▸ Information given:

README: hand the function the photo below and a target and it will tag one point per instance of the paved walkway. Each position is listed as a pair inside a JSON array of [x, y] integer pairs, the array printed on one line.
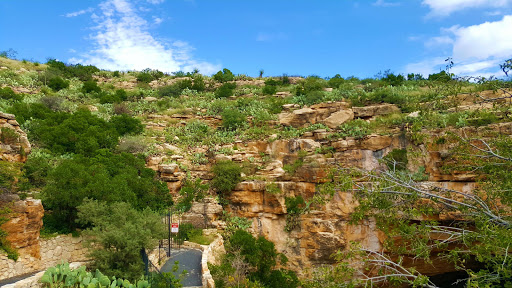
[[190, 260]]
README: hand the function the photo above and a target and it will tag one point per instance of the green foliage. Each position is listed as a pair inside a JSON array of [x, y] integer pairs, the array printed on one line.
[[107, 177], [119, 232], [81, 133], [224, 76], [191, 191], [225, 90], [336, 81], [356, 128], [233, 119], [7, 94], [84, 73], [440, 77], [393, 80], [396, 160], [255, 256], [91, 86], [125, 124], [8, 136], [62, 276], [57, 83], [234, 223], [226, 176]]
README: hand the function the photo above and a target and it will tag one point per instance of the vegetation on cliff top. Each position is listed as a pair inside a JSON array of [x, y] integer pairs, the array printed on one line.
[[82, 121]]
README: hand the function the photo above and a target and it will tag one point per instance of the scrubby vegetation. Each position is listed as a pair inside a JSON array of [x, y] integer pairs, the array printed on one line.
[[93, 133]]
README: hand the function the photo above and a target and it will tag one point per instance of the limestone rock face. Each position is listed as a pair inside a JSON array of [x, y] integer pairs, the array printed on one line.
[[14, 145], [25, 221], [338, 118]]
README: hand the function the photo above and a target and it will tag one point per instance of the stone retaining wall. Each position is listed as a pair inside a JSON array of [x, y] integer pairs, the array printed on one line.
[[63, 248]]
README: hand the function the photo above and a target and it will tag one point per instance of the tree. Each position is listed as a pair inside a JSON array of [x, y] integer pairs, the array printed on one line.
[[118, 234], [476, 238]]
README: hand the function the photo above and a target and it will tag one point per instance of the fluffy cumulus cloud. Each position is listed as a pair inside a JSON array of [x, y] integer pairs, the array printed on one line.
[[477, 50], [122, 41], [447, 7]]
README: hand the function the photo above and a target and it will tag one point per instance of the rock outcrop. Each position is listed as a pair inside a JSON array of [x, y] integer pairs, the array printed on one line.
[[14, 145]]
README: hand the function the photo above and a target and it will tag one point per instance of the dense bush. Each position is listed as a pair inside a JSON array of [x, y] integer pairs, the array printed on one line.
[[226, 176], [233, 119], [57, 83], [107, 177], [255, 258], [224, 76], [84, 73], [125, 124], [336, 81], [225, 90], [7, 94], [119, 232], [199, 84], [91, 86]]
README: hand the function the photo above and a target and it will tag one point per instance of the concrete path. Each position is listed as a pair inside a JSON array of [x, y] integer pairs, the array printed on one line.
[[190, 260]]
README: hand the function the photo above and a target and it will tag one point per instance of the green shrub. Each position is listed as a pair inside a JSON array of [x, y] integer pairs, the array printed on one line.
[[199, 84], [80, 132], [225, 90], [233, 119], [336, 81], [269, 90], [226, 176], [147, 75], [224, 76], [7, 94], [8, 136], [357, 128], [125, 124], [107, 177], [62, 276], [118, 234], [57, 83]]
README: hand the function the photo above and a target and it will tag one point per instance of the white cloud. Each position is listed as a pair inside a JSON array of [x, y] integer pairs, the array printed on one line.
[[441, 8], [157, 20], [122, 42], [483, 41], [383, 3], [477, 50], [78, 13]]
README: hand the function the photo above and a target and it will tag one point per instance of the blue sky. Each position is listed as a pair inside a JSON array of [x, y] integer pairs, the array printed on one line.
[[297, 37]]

...

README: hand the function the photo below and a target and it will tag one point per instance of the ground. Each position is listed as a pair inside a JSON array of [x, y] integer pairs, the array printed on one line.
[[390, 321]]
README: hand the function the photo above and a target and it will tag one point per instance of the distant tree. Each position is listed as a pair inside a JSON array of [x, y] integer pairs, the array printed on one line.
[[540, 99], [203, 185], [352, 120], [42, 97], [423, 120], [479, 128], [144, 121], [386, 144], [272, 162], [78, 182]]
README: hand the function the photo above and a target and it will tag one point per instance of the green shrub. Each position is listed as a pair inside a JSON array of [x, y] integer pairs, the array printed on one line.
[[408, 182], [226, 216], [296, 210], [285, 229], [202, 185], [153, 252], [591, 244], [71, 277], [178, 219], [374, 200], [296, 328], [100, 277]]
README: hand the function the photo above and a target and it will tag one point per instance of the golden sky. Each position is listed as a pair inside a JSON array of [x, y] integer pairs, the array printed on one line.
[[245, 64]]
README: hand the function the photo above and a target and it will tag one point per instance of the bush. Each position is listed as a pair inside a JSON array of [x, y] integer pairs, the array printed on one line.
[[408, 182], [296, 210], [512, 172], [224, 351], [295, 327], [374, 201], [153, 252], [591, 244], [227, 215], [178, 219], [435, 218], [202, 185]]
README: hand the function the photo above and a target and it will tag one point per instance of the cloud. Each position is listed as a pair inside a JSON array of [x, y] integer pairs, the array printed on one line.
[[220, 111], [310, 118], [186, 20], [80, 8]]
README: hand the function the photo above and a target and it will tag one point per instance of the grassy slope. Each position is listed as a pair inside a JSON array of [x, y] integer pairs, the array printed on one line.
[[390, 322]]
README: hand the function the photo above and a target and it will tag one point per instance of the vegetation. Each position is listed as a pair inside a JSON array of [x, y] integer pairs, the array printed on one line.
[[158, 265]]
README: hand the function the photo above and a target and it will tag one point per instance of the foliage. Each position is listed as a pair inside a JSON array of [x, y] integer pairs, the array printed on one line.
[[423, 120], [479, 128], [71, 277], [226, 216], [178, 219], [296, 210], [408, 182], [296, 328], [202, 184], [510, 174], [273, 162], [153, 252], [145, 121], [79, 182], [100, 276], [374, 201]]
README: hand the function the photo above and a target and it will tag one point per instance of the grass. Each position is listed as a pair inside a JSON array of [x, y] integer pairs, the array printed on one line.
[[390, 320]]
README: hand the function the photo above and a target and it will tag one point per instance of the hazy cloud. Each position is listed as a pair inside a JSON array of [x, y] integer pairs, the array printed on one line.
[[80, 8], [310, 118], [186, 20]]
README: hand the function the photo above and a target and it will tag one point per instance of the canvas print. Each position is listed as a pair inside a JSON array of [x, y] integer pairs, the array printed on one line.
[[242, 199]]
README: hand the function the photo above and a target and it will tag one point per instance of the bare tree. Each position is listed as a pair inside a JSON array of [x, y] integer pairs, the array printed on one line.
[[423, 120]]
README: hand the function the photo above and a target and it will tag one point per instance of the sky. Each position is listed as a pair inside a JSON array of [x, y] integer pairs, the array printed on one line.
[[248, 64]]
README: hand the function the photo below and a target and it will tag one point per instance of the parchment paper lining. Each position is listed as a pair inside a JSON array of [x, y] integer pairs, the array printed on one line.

* * *

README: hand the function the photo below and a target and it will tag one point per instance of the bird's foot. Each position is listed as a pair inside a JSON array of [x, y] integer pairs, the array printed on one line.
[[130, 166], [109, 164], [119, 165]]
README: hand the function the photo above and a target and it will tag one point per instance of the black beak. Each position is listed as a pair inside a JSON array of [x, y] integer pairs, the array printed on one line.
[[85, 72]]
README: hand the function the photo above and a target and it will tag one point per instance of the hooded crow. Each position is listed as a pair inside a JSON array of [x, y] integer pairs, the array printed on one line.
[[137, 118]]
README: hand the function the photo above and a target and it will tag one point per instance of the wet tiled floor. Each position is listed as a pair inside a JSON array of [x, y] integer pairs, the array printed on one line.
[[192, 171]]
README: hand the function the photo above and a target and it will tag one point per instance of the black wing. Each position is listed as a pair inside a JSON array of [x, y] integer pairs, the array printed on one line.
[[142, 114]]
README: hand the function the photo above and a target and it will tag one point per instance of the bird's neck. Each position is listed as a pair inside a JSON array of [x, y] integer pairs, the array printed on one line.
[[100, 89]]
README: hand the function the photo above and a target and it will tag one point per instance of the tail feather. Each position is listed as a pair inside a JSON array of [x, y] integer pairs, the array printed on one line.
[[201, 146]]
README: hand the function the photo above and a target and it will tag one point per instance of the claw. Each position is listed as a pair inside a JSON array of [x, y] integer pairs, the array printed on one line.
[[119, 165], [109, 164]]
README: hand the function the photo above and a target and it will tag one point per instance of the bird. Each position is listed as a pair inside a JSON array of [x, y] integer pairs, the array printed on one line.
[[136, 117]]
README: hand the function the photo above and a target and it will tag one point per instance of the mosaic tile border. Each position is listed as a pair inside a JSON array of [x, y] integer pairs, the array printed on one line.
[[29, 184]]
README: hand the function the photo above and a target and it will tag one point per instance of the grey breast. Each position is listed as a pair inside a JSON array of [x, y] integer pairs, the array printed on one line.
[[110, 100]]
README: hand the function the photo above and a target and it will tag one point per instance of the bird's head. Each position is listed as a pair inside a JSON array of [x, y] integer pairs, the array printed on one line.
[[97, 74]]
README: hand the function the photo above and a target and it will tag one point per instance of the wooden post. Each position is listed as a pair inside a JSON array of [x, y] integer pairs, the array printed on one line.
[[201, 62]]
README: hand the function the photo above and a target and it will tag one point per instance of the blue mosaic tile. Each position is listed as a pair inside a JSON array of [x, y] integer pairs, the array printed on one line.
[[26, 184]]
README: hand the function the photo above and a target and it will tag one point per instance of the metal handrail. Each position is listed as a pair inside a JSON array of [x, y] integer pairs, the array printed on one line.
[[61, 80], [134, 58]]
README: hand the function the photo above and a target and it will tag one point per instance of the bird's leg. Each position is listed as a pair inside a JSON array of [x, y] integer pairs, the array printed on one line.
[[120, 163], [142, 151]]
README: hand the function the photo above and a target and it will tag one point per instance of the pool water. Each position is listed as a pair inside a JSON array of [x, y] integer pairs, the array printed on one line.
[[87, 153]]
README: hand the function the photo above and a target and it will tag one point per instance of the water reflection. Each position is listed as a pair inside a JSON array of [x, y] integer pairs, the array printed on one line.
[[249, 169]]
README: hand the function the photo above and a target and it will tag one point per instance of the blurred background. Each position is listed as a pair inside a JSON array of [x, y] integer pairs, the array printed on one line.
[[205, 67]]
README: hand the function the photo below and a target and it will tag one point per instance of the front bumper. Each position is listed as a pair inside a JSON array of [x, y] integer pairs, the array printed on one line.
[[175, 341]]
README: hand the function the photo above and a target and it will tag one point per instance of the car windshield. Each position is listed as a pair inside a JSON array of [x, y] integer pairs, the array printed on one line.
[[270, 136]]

▸ Problem details: Given the records above, restate word for word only the lines starting at the one with "of the bare" and ending at the one with "of the parchment".

▸ Solved problem:
README: hand the function the photo above and a target and it will tag one point per instance of the bare tree. Each position is listed as a pair inside a JSON array of [x, y] integer pairs, the array printed on one line.
[[423, 120]]
README: hand the function the photo above and a target and it will tag one point per instance of the sky. Each position is listed as a pair inside a JSON array of [x, y] integer pairs, the array printed on one line.
[[248, 64]]
README: hand the function the photo below and a target and it will tag one point per instance of the parchment paper lining. Each position is listed as a pair inside a JSON array of [x, y] integer pairs, the array printed on one line.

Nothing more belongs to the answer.